• [SET EXERCISE] Reproduce, word for word, every line starting at the line that contains "In this exercise you will indicate the street" and ending with the final line of the entries.

START RECORDS TO USE

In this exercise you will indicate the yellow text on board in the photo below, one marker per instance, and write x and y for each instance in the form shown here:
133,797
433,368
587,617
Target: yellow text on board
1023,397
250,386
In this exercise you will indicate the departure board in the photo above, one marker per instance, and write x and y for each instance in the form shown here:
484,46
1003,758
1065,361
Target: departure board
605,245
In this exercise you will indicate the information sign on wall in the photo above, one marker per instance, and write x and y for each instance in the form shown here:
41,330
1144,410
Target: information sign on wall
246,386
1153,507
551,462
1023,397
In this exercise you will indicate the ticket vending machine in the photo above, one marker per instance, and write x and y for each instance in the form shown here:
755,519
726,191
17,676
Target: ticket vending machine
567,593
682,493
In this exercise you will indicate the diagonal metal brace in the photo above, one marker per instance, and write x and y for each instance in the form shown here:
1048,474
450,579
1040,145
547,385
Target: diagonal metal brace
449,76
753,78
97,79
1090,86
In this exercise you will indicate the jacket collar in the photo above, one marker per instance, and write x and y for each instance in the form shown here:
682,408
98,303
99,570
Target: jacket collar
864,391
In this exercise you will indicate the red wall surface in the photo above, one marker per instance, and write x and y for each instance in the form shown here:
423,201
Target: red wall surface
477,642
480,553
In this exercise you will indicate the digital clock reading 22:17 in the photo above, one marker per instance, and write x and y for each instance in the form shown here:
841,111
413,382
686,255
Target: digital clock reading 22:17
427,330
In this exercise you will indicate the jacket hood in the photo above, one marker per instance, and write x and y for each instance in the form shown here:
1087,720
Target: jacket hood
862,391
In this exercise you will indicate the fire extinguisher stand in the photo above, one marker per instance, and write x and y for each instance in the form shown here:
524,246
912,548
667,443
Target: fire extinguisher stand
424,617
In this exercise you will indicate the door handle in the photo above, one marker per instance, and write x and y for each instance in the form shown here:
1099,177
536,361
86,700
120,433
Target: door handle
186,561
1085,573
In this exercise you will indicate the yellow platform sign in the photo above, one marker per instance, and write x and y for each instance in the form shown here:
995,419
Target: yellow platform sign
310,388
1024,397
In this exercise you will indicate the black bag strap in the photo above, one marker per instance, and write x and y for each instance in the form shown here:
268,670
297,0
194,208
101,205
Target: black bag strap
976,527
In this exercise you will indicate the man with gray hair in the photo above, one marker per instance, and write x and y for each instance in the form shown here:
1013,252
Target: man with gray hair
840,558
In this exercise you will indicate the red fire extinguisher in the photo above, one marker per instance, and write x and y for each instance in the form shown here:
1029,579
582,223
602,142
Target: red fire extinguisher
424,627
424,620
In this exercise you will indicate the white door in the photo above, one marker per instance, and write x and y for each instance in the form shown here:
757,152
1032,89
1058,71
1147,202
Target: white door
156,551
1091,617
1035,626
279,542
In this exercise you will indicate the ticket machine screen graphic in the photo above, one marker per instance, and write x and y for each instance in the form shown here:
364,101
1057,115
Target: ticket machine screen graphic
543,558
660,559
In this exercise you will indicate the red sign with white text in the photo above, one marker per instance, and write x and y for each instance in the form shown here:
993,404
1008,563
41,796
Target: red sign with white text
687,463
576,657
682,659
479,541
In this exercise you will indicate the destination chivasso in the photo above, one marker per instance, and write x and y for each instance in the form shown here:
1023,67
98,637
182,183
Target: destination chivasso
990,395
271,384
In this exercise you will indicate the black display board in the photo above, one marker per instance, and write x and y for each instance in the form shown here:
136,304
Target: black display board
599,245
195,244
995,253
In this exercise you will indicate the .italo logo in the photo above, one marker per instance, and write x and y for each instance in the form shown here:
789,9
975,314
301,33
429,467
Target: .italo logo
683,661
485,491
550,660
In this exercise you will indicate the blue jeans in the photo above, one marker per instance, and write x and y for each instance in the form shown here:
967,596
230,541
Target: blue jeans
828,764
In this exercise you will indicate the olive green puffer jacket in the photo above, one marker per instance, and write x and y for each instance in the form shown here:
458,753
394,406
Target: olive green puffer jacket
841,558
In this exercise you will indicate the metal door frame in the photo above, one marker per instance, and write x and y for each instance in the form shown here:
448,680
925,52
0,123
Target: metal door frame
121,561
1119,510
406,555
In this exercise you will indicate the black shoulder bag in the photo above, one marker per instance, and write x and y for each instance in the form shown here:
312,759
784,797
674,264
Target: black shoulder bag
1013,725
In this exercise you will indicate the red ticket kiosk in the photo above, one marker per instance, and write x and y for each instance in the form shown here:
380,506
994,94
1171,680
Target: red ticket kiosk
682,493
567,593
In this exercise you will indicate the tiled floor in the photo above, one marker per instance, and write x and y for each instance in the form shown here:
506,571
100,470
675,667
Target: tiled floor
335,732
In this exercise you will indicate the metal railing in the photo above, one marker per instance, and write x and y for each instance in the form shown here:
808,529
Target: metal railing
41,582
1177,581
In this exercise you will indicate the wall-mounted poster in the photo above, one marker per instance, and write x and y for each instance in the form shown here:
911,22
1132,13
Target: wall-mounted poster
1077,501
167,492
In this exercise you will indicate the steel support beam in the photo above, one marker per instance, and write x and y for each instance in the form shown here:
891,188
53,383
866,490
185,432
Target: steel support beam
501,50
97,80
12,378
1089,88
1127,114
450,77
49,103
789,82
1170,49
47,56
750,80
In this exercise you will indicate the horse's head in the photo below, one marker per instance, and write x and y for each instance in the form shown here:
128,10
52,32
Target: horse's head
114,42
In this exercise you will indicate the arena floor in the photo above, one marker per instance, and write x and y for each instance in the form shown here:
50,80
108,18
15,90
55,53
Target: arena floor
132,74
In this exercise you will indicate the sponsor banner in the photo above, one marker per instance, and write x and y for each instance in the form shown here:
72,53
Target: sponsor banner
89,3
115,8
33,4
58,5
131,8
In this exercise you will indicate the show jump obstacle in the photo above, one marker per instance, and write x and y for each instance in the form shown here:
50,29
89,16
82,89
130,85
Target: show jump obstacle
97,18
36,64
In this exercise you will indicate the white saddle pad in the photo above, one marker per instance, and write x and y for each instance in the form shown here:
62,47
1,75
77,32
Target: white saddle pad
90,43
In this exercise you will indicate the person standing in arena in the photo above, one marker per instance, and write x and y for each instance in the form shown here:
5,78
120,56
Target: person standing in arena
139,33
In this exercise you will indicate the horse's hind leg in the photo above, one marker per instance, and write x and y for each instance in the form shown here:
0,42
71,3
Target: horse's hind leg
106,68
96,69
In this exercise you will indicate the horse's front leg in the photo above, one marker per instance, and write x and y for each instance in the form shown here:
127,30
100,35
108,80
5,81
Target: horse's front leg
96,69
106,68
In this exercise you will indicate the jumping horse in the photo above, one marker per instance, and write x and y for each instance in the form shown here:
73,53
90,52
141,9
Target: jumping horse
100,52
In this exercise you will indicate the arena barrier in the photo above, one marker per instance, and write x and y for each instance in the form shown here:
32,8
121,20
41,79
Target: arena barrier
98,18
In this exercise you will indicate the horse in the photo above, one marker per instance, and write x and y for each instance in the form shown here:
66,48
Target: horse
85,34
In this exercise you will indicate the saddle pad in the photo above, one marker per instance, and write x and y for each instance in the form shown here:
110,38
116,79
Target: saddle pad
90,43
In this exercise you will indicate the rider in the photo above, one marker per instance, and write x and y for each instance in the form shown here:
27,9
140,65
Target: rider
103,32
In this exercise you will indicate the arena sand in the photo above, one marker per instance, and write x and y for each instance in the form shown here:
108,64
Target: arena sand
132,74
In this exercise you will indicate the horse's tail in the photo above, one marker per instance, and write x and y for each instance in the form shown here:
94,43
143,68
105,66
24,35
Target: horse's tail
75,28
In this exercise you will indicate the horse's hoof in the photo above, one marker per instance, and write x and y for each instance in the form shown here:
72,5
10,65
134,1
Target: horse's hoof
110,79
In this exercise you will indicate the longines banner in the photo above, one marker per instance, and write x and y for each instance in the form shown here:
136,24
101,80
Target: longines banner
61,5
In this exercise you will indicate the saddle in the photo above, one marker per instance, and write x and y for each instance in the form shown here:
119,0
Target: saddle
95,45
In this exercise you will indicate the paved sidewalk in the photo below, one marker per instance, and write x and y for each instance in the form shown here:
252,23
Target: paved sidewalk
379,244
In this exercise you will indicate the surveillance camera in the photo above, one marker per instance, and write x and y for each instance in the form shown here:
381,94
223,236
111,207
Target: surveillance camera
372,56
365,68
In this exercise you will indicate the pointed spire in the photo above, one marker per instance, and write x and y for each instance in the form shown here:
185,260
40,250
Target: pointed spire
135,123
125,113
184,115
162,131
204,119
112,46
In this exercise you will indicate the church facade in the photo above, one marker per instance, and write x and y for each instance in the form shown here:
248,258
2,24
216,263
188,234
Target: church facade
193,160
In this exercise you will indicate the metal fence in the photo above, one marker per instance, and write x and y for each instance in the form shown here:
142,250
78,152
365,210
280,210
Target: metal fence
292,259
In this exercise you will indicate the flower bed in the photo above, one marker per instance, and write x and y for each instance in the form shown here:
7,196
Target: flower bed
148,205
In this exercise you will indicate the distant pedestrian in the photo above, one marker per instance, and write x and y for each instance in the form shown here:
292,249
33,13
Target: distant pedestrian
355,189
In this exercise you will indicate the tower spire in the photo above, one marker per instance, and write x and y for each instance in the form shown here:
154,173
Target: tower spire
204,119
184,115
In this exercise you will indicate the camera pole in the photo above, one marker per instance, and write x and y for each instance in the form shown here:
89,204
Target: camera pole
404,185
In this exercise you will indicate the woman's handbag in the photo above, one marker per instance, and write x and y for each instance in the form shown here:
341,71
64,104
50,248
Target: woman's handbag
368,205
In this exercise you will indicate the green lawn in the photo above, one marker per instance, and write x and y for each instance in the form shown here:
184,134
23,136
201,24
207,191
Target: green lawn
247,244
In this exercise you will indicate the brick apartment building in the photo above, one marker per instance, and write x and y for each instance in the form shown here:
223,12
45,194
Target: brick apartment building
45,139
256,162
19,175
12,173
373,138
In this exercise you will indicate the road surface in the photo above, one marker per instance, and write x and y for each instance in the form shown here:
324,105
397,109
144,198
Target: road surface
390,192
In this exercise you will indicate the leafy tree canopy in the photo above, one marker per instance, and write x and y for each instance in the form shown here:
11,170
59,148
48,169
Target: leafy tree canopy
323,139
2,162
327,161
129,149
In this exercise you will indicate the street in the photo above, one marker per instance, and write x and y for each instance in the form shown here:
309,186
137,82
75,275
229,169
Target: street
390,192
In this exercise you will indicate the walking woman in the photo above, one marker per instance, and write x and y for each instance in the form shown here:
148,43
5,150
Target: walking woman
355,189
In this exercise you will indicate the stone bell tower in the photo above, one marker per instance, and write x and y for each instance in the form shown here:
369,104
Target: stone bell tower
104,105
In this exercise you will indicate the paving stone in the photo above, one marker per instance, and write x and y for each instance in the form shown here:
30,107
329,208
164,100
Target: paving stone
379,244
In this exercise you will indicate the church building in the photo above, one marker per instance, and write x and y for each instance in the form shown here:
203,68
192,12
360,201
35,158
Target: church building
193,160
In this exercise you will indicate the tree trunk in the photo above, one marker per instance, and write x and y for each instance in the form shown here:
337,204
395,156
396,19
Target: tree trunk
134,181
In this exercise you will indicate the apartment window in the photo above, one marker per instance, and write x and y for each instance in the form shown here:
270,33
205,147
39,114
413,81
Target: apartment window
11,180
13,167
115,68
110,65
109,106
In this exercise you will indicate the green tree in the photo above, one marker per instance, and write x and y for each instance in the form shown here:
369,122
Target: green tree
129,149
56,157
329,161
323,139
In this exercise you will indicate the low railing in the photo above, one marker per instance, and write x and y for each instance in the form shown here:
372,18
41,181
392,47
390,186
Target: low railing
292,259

END RECORDS TO USE

• [FINISHED ANSWER]
In this exercise you will indicate the street in the photo above, one marker per instance, and write x and y for each instance in the form shown here:
309,186
137,82
75,275
229,169
Target: street
390,192
In this exercise you will indicate the walking woman in the photo above, one marker per instance, and write x and y for each instance in the form shown here:
148,43
5,150
Target: walking woman
355,189
In this exercise you will indicate the stone bell tower in the photo above, one marker per instance, and write x and y for each instance in the form shown here:
369,104
Target: stone bell tower
104,105
In this exercise you will indicate the paving stone in the photo above, one marker per instance, and write x and y for each instance in the form shown here:
30,107
329,208
164,100
Target: paving stone
379,244
In this exercise you will indicate the church building in the photo above, one marker per instance, and write x and y for each instance in the form shown here:
203,68
192,12
360,201
35,158
Target: church building
193,160
In this exercise you will indicate the tree trunk in the photo above, one marker per instance, and write x and y for each instance in the form shown here:
337,204
395,156
396,19
Target: tree trunk
134,181
In this exercise you will indicate the apartment window in the photo above, one marker per instance, and write x and y for each instance in the form shown here:
270,33
205,147
39,114
413,81
Target: apartment window
11,180
13,167
115,68
110,65
109,106
In this exercise you will indicate the green tree in the photo above, one marker per instance, and write x and y for each instance in the form shown here:
369,122
Target: green tree
129,149
56,157
329,161
323,139
In this exercise you will indicate the low railing in the photo above, one marker per instance, and write x and y for each instance in the form shown here:
372,18
41,181
392,47
390,186
Target: low railing
292,259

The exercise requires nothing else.